**Exercise brief**
Write the passage that follows in the magpylib documentation excerpt on magnet field functions, beginning after its final sentence.

**Page excerpt**

<<<<

Chosen solution: use symmetries of the problem to change all positions to their bottQ4 counterparts. see also

Cichon: IEEE Sensors Journal, vol. 19, no. 7, April 1, 2019, p.2509

magpylib.core.magnet_cylinder_field(field: str, observers: numpy.ndarray, magnetization: numpy.ndarray, dimension: numpy.ndarray) numpy.ndarray#

Magnetic field of a homogeneously magnetized cylinder.

The cylinder axis coincides with the z-axis and the geometric center of the cylinder lies in the origin.

Parameters
  • field (str, default=`'B'`) – If field=’B’ return B-field in units of [mT], if field=’H’ return H-field in units of [kA/m].

  • observers (ndarray, shape (n,3)) – Observer positions (x,y,z) in Cartesian coordinates in units of [mm].

  • magnetization (ndarray, shape (n,3)) – Homogeneous magnetization vector in units of [mT].

  • dimension (ndarray, shape (n,2)) – Cylinder dimension (d,h) with diameter d and height h in units of [mm].

  • observer (ndarray, shape (n,3)) – Observer positions (x,y,z) in Cartesian coordinates in units of [mm].

  • field – If field=’B’ return B-field in units of [mT], if field=’H’ return H-field in units of [kA/m].

Returns

B-field or H-field – B/H-field of magnet in Cartesian coordinates (Bx, By, Bz) in units of [mT]/[kA/m].

Return type

ndarray, shape (n,3)

Examples

Compute the B-field of two different cylinder magnets at position (1,2,3).

>>> import numpy as np
>>> import magpylib as magpy
>>> mag = np.array([(0,0,1000), (100,0,100)])
>>> dim = np.array([(1,1), (2,3)])
>>> obs = np.array([(1,2,3), (1,2,3)])
>>> B = magpy.core.magnet_cylinder_field('B', obs, mag, dim)
>>> print(B)
[[ 0.77141782  1.54283565  1.10384481]
 [-0.15185713  2.90352915  2.23601722]]

Notes

Axial implementation based on

Derby: American Journal of Physics 78.3 (2010): 229-235.

Diametral implementation based on

Caciagli: Journal of Magnetism and Magnetic Materials 456 (2018): 423-432.

Leitner/Rauber/Orter: WIP

magpylib.core.magnet_cylinder_segment_field(field: str, observers: numpy.ndarray, magnetization: numpy.ndarray, dimension: numpy.ndarray) numpy.ndarray#

Magnetic field of a homogeneously magnetized cylinder segment.

The full cylinder axis coincides with the z-axis of the coordinate system. The geometric center of the full cylinder lies in the origin.

>>>>

**Raw data**

<<<<

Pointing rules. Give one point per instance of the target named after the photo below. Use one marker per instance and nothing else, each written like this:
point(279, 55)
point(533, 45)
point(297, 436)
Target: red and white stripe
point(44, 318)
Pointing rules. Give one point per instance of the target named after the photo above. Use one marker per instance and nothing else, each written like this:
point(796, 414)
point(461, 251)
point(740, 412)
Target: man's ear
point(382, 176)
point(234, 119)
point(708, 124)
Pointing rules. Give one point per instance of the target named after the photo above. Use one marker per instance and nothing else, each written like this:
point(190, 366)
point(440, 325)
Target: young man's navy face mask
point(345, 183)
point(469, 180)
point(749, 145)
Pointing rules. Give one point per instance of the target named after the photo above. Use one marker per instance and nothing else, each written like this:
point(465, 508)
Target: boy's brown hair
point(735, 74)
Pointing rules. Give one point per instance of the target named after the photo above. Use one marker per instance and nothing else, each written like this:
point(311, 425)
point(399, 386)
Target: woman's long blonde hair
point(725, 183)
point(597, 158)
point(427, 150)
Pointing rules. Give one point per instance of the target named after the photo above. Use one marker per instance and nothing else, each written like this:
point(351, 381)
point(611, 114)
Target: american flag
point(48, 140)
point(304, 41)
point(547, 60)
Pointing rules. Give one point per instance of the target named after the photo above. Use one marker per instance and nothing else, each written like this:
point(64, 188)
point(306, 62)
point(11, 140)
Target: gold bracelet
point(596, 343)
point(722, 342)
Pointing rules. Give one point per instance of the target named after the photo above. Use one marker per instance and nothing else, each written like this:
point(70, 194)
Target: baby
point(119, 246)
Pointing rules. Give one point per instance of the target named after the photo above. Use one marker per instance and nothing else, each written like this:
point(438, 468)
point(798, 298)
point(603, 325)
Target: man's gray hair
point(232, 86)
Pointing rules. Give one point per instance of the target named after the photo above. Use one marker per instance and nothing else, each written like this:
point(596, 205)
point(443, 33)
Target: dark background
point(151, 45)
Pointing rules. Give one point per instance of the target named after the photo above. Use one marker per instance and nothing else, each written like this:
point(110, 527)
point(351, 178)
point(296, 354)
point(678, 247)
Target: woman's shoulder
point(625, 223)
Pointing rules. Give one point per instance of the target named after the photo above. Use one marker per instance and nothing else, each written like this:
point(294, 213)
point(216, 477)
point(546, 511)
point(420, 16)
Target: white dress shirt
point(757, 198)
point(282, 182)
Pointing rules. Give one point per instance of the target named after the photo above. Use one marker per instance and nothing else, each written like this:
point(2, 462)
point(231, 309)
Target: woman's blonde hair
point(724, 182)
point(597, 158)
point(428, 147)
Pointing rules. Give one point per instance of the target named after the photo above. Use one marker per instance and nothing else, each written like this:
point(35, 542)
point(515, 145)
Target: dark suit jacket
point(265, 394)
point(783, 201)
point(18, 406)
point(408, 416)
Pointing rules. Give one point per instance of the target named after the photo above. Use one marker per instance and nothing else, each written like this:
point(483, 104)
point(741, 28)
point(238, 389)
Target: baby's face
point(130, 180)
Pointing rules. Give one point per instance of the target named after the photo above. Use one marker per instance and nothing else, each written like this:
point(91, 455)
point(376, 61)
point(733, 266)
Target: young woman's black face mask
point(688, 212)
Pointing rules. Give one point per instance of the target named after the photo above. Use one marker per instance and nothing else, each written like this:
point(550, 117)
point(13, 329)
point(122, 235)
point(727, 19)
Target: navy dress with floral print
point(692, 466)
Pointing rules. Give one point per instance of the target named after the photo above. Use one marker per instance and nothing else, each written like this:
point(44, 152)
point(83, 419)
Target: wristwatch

>>>>

**Written answer**
Parameters
  • field (str, default=`'B'`) – If field=’B’ return B-field in units of [mT], if field=’H’ return H-field in units of [kA/m].

  • observers (ndarray, shape (n,3)) – Observer positions (x,y,z) in Cartesian coordinates in units of [mm].

  • magnetization (ndarray, shape (n,3)) – Homogeneous magnetization vector in units of [mT].

  • dimension (ndarray, shape (n,5)) – Cylinder segment dimensions (r1,r2,h,phi1,phi2) with inner radius r1, outer radius r2, height h in units of [mm] and the two segment angles phi1 and phi2 in units of [deg].

Returns

B-field or H-field – B/H-field of magnet in Cartesian coordinates (Bx, By, Bz) in units of [mT]/[kA/m].

Return type

ndarray, shape (n,3)

Examples

Compute the field of two different cylinder segment magnets at position (1,1,1).

>>> import numpy as np
>>> import magpylib as magpy
>>> mag = np.array([(0,0,100), (50,50,0)])
>>> dim = np.array([(0,1,2,0,90), (1,2,4,35,125)])
>>> obs = np.array([(1,1,1), (1,1,1)])
>>> B = magpy.core.magnet_cylinder_segment_field('B', obs, mag, dim)
>>> print(B)
[[ 6.27410168  6.27410168 -1.20044166]
 [29.84602335 20.75731598  0.34961733]]

Notes

Implementation based on

Slanovc: Journal of Magnetism and Magnetic Materials, 2022 (in review)

magpylib.core.magnet_sphere_field(field: str, observers: numpy.ndarray, magnetization: numpy.ndarray, diameter: numpy.ndarray) numpy.ndarray#

Magnetic field of a homogeneously magnetized sphere.

The center of the sphere lies in the origin of the coordinate system.

Parameters
  • field (str, default=`'B'`) – If field=’B’ return B-field in units of [mT], if field=’H’ return H-field in units of [kA/m].

  • observers (ndarray, shape (n,3)) – Observer positions (x,y,z) in Cartesian coordinates in units of [mm].

  • magnetization (ndarray, shape (n,3)) – Homogeneous magnetization vector in units of [mT].

  • diameter (ndarray, shape (n,3)) – Sphere diameter in units of [mm].

Returns

B-field or H-field – B/H-field of magnet in Cartesian coordinates (Bx, By, Bz) in units of [mT]/[kA/m].

Return type

ndarray, shape (n,3)

Examples

Compute the field of two different spherical magnets at position (1,1,1), inside and outside.

>>> import numpy as np
>>> import magpylib as magpy
>>> dia = np.array([1,5])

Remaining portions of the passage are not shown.